Exercise brief: Transcribe all the entries word for word, but omit the images.

Data extract:
================

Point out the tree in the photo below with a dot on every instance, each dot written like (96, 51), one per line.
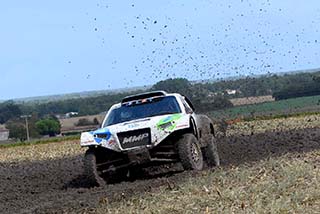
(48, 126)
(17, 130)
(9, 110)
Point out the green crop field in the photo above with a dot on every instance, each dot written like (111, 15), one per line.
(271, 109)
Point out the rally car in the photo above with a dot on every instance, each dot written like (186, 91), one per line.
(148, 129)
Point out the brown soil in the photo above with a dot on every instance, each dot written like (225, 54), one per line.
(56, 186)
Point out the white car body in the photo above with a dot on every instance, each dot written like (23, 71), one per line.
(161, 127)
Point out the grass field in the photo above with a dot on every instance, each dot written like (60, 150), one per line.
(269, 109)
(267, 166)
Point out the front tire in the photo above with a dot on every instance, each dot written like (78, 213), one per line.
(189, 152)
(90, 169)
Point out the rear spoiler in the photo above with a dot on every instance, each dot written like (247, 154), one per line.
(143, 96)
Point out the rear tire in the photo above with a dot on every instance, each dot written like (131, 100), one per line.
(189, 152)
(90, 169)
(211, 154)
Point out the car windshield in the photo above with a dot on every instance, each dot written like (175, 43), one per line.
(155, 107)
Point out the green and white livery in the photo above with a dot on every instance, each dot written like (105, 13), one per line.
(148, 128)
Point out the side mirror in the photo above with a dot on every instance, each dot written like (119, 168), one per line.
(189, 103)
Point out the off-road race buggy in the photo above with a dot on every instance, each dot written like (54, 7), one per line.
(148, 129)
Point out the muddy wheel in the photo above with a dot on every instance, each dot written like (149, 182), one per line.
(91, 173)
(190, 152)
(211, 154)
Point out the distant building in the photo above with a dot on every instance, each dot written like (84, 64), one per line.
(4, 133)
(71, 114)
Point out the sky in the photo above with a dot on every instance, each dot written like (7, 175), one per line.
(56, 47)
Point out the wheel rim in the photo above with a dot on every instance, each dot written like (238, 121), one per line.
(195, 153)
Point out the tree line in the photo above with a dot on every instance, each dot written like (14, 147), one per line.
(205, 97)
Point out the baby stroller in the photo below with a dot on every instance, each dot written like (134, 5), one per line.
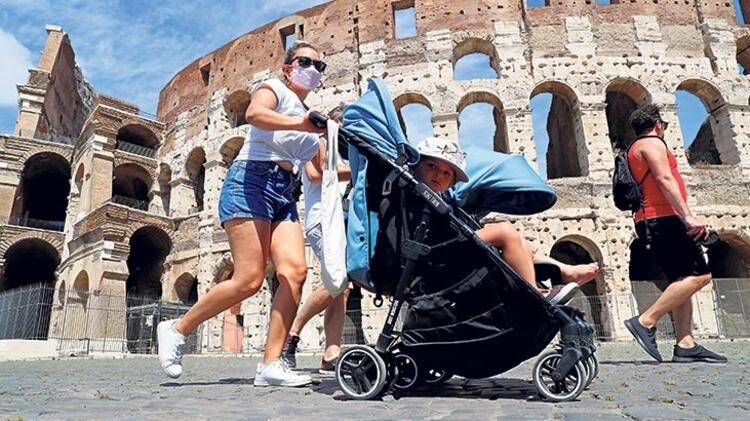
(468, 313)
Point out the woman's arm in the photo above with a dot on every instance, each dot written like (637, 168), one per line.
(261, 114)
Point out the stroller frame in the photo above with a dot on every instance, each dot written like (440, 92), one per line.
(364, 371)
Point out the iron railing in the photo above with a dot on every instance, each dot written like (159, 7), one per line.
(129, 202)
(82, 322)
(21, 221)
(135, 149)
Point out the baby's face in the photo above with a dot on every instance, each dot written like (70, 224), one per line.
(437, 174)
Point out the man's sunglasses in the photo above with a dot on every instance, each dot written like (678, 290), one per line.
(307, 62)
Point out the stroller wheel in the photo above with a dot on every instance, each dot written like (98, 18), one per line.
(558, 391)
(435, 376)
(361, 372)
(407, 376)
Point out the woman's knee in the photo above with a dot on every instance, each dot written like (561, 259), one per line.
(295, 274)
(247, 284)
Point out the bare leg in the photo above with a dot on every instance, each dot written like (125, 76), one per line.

================

Final result:
Point out the tree in the photo below with a dot on every instance, each dot written like (96, 51), one per line.
(48, 126)
(17, 130)
(9, 110)
Point out the green crop field in the photo above with a dot on every instance, each dot written like (111, 15), one per line.
(271, 109)
Point out the rally car in the photo above with a dot on every instance, each dot written like (186, 91), one per line.
(148, 129)
Point out the brown soil in the photo above with a dot on every instance, each dot written like (225, 54), one per line.
(56, 186)
Point out the white car body in the photo above with a dot on every instance, each dot written like (23, 71), one per line.
(161, 127)
Point out the grass field in the photo above with a dot on every instance, each dot written like (60, 150), one per line.
(269, 109)
(267, 166)
Point out the front tire in the photo above with a dot on every instance, each dot written like (78, 213), one per line.
(189, 152)
(90, 169)
Point out the rear spoiler in the photo above with a dot on every instance, each dot written like (247, 154), one per line.
(143, 96)
Point out the rear tire in the photo above with a dot on every instance, each dot written like (131, 100), one per line.
(189, 152)
(90, 169)
(211, 154)
Point out the car windshield in the photo above with a dot on every instance, each dot written like (175, 43), one per line.
(155, 107)
Point out the green and white livery in the photo above with a dot on every instance, each dot written like (105, 13), one per line.
(148, 128)
Point out the side mirror in the photo above with a dot on every instance, each dot written like (119, 168), one per line.
(189, 103)
Point out the off-road race buggy in the photo above with a dot on every instance, each dot written like (54, 7), one per line.
(148, 129)
Point out the muddy wheel in the photo above with a dot on every instance, each dot written like (149, 182), one per line.
(91, 173)
(190, 152)
(211, 154)
Point out the distant building in the photo above with a dot on every instance, each dot written like (84, 64), one per line.
(4, 133)
(71, 114)
Point out the sky in the photo above with a dot on every instance, each dot written like (7, 175), one per line.
(56, 47)
Point out the wheel rim in the photo above with a dot on every instance, each dot written like (238, 121), one per line.
(195, 153)
Point out the tree line in the photo above with a dot on every instance, each dot written like (14, 147), one per line.
(205, 97)
Point out the baby stroller in the photo below with a dot on every instance, each dot written like (134, 5), one per line.
(468, 313)
Point out the woman's arm in the photo above with a dot on every instance, each dot written like (637, 168), one per line.
(261, 114)
Point out the stroller frame in the photo above with a dot on every instance, each dot written like (440, 92), one per line.
(364, 371)
Point out the iron railing in the photo above with a dot on every instance, each dot written like (159, 7), one per line.
(129, 202)
(82, 322)
(21, 221)
(135, 149)
Point out the baby's face in the photo above with a dot on every instance, each dot written like (70, 224), one per line.
(437, 174)
Point out the man's sunglasses in the photo above with a dot on every instance, each dot written like (678, 290), one per line.
(307, 62)
Point out the stroller wheel in the photo above with a dot on every instance, each dot written like (98, 18), one per line.
(558, 391)
(435, 376)
(361, 372)
(407, 376)
Point out the woman's knee in the photo above with a dot on every instance, each dot written like (561, 259), one per line.
(295, 274)
(247, 284)
Point out the bare leg in the photo above with a dot on every instance, each dot written like (125, 76), one per line.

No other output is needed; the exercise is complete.